===== Texto de leitura =====
Carnaval em Pernambuco é o bicho. No mar tem tubarão, nas barracas de praia e nos restaurantes tem camarão, e por todo o canto tem o Aedes Aegypti. O povo daqui tem mais medo do mosquito do que do diabo. Afinal, ele é o vetor de transmissão das três pragas que afetam o Brasil na atualidade: a chicungunya, a dengue e o Zika vírus – este propagador da microcefalia.
A maioria dos turistas se assusta com os possíveis ataques de tubarões. Embora o mar seja lindo e as águas morninhas, todo mundo fica perto da margem, sob o alerta de dezenas de placas avisando da possível presença do gigante dos oceanos de boca cheia de dentes sempre prontos a arrancar um pedaço do corpo de quem ousar invadir seu território.
Eu, particularmente, passei a ter como maior inimigo o pequeno e aparentemente inofensivo camarão. Recentemente, descobri-me alérgico ao crustáceo. Poucos dias antes de vir para cá, arrisquei roubar uma beirada do prato de um amigo com quem almoçava. Quase morri. Cheguei ao Hospital Santa Lúcia às carreiras, com coceira por todo o corpo e a glote começando a fechar. Depois do tratamento emergencial, com aplicações venosas e via oral, sobrevivi. Como se diz no Ceará, melhor escapar fedendo do que morrer cheirando.
Cheguei em casa tranquilo, e, orientado pelo doutor Carlos Porfirio Pereira da Silva, decidido a nunca mais me aproximar daquela iguaria maravilhosa e inigualável, a qual aprecio há tantos anos.
Eis que venho passar o carnaval em Recife. Cercado de camarão por todos os lados, deixei meus companheiros de viagem – Tatiana, Gabriel e Júlio (mulher e filhos) – de sobreaviso: se perceberem a presença ou mesmo o cheiro, me avisem – vou correr léguas pra longe dele.
=====
Detalhes da tarefa:
Responda às perguntas a seguir com base no texto sobre o carnaval em Pernambuco.
1. Quais são as três doenças transmitidas pelo Aedes Aegypti mencionadas no texto?
2. A que hospital quem narra chegou às carreiras depois de comer camarão?
3. Em que cidade quem narra vem passar o carnaval?
===== Amostra dos dados =====
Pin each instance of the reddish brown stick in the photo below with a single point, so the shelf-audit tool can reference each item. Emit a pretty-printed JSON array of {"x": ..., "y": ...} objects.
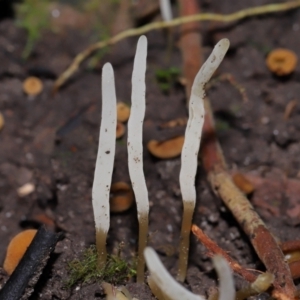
[
  {"x": 262, "y": 240},
  {"x": 290, "y": 246},
  {"x": 215, "y": 249}
]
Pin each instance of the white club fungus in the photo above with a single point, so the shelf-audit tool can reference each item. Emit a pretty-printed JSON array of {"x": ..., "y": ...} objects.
[
  {"x": 135, "y": 149},
  {"x": 105, "y": 161},
  {"x": 189, "y": 155}
]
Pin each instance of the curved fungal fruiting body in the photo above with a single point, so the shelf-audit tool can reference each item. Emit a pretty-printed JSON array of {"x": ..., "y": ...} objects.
[
  {"x": 189, "y": 155},
  {"x": 135, "y": 149},
  {"x": 164, "y": 281},
  {"x": 165, "y": 286},
  {"x": 226, "y": 286},
  {"x": 105, "y": 162}
]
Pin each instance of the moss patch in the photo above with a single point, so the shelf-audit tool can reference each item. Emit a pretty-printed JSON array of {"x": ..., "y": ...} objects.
[{"x": 117, "y": 271}]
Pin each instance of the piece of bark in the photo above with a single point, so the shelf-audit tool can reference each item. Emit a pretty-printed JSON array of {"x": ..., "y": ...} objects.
[{"x": 21, "y": 283}]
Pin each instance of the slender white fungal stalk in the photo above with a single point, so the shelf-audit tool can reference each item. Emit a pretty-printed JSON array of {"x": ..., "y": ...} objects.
[
  {"x": 164, "y": 281},
  {"x": 165, "y": 10},
  {"x": 189, "y": 155},
  {"x": 135, "y": 149},
  {"x": 226, "y": 285},
  {"x": 105, "y": 161}
]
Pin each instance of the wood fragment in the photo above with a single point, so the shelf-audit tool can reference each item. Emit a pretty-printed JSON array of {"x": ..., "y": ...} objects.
[
  {"x": 290, "y": 107},
  {"x": 215, "y": 249},
  {"x": 221, "y": 182},
  {"x": 236, "y": 16},
  {"x": 21, "y": 283}
]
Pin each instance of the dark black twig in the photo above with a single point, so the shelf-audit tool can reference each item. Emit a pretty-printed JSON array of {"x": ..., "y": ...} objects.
[{"x": 21, "y": 283}]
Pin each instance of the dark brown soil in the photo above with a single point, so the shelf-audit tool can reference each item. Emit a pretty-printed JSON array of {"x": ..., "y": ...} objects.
[{"x": 52, "y": 141}]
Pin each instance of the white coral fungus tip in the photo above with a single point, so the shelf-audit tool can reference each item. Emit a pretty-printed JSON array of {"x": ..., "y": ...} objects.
[
  {"x": 226, "y": 286},
  {"x": 165, "y": 282}
]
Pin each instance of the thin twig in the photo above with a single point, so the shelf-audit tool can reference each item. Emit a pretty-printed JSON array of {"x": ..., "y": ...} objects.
[
  {"x": 215, "y": 249},
  {"x": 220, "y": 179},
  {"x": 248, "y": 12}
]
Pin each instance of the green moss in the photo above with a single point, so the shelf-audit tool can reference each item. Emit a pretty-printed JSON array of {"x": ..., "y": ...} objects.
[
  {"x": 85, "y": 270},
  {"x": 166, "y": 78}
]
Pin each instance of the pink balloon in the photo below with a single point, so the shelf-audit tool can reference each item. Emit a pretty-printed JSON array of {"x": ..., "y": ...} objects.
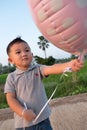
[{"x": 62, "y": 22}]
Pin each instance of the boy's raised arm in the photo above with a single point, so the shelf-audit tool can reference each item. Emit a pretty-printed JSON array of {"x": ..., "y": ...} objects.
[{"x": 75, "y": 65}]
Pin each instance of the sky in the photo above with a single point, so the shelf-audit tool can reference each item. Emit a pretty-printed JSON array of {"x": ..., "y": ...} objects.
[{"x": 16, "y": 20}]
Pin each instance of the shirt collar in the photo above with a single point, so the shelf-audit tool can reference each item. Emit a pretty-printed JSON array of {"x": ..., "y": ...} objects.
[{"x": 18, "y": 71}]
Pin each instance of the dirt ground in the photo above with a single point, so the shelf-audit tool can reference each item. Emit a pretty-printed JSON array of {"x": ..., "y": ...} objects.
[{"x": 68, "y": 113}]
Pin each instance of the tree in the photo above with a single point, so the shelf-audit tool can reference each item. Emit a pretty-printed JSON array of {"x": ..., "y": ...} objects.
[{"x": 43, "y": 44}]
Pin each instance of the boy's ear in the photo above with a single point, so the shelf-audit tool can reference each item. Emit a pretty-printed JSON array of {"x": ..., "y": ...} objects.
[{"x": 10, "y": 60}]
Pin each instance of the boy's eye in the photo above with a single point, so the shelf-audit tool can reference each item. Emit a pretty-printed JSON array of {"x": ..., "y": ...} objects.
[
  {"x": 27, "y": 50},
  {"x": 18, "y": 52}
]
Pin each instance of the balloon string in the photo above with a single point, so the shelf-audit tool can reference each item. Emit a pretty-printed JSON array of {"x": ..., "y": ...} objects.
[{"x": 68, "y": 69}]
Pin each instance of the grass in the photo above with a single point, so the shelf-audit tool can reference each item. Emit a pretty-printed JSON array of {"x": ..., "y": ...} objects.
[{"x": 74, "y": 83}]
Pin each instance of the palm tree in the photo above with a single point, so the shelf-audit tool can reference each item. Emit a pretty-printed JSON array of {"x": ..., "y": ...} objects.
[{"x": 43, "y": 44}]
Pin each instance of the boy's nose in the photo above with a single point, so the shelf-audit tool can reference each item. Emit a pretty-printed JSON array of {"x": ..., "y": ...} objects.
[{"x": 23, "y": 53}]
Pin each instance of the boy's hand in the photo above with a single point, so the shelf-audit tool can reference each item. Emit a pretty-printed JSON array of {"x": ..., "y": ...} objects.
[
  {"x": 29, "y": 115},
  {"x": 76, "y": 64}
]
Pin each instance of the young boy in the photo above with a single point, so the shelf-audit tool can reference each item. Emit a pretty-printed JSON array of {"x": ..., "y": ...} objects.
[{"x": 24, "y": 89}]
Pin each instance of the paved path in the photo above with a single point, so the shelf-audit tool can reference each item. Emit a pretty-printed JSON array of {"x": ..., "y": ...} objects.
[{"x": 69, "y": 113}]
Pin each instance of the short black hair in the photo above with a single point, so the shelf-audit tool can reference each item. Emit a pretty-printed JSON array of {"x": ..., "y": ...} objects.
[{"x": 16, "y": 40}]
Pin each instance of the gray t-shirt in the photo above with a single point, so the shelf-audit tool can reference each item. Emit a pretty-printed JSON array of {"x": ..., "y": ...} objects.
[{"x": 29, "y": 88}]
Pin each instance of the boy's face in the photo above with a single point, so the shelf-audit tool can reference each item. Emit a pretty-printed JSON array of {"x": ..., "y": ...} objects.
[{"x": 20, "y": 55}]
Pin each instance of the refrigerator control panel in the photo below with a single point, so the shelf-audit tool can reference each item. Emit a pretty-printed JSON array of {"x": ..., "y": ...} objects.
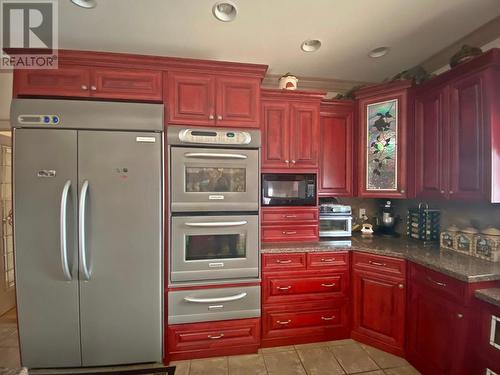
[{"x": 39, "y": 119}]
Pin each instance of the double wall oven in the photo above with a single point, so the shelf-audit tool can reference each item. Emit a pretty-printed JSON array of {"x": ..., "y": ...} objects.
[{"x": 214, "y": 223}]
=====
Resposta escrita:
1. Chicungunya, dengue e Zika vírus.
2. Ao Hospital Santa Lúcia.
3. Em Recife.